━━━━━ DATASET RECORDS
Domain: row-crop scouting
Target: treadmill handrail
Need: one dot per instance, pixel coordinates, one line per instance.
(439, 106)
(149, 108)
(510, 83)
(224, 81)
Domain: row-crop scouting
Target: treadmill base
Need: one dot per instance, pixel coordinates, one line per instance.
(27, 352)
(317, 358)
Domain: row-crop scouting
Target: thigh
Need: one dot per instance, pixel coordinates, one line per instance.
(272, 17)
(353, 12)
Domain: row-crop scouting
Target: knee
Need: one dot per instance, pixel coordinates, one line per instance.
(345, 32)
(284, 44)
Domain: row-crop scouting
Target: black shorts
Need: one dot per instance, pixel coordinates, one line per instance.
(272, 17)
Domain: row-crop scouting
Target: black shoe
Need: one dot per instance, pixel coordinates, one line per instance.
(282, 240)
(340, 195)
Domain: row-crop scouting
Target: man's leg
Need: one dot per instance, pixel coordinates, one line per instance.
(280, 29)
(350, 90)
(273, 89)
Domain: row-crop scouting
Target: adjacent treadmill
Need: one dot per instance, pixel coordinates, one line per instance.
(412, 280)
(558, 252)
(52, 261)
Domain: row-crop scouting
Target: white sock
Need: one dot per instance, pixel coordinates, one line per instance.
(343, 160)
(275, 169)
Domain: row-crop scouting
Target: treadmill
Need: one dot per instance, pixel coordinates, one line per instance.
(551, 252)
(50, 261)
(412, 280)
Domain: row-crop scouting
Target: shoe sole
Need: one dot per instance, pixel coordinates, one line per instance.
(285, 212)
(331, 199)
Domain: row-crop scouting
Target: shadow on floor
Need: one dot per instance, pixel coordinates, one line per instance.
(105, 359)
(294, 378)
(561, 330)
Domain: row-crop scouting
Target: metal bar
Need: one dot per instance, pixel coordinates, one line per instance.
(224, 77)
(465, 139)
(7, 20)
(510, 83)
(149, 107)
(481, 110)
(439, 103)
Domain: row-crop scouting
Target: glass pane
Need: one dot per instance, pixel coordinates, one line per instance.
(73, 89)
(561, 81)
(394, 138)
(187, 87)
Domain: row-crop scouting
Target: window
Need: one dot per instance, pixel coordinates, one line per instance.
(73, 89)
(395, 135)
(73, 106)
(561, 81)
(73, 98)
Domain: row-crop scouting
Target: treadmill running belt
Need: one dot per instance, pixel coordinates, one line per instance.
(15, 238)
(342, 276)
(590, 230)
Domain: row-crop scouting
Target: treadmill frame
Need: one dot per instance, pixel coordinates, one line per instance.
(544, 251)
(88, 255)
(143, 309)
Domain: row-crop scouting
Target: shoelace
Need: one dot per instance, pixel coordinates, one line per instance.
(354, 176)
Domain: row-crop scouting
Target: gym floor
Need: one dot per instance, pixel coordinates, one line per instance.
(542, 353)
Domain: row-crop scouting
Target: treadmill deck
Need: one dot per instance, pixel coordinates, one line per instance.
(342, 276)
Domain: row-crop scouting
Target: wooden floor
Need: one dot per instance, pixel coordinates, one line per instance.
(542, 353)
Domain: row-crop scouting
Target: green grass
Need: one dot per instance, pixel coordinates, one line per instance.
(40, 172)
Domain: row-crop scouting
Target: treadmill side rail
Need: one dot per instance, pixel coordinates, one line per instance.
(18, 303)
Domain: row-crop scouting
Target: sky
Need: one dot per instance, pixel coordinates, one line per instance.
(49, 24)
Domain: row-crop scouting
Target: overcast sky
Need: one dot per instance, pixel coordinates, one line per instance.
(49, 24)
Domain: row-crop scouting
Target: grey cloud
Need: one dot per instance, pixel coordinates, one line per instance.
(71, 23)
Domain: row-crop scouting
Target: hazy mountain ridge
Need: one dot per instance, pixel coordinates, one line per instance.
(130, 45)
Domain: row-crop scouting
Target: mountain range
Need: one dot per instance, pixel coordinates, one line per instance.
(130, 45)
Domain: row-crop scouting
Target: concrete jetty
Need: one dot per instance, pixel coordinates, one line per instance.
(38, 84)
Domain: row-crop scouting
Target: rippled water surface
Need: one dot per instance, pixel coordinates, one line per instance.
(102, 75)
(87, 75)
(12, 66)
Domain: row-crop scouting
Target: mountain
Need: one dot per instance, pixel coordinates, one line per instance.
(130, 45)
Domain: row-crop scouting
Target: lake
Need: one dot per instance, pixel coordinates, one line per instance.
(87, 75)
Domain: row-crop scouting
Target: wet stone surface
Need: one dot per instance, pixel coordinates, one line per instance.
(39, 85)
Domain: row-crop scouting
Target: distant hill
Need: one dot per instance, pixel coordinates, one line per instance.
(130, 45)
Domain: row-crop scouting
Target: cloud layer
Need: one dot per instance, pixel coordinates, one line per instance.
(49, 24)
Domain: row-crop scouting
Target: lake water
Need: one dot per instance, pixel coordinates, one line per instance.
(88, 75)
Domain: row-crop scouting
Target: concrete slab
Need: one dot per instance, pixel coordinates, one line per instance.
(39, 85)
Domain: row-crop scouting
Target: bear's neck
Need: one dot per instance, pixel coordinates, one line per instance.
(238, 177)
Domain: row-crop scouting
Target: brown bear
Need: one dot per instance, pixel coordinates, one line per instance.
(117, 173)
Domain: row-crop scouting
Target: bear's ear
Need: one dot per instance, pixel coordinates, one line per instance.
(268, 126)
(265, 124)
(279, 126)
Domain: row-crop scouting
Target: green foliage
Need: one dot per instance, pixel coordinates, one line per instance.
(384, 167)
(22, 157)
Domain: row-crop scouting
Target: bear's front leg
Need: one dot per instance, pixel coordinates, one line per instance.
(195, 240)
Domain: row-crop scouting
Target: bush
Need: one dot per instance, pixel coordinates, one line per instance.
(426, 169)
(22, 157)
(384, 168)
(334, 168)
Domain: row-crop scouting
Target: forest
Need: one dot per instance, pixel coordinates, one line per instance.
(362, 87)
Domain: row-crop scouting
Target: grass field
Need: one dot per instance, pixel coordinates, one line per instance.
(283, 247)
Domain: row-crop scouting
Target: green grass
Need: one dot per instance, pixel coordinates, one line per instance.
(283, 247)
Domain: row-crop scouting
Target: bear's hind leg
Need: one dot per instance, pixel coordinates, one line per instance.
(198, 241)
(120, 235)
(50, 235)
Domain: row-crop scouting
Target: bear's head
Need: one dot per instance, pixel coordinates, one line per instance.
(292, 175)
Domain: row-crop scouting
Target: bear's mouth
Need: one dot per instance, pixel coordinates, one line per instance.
━━━━━━━━━━
• **TASK REQUIREMENTS**
Which lines in the entries above contain the word "surface"? Show each of them in full.

• **SOLUTION TO THE PROBLEM**
Target: rippled water surface
Target: wet stone surface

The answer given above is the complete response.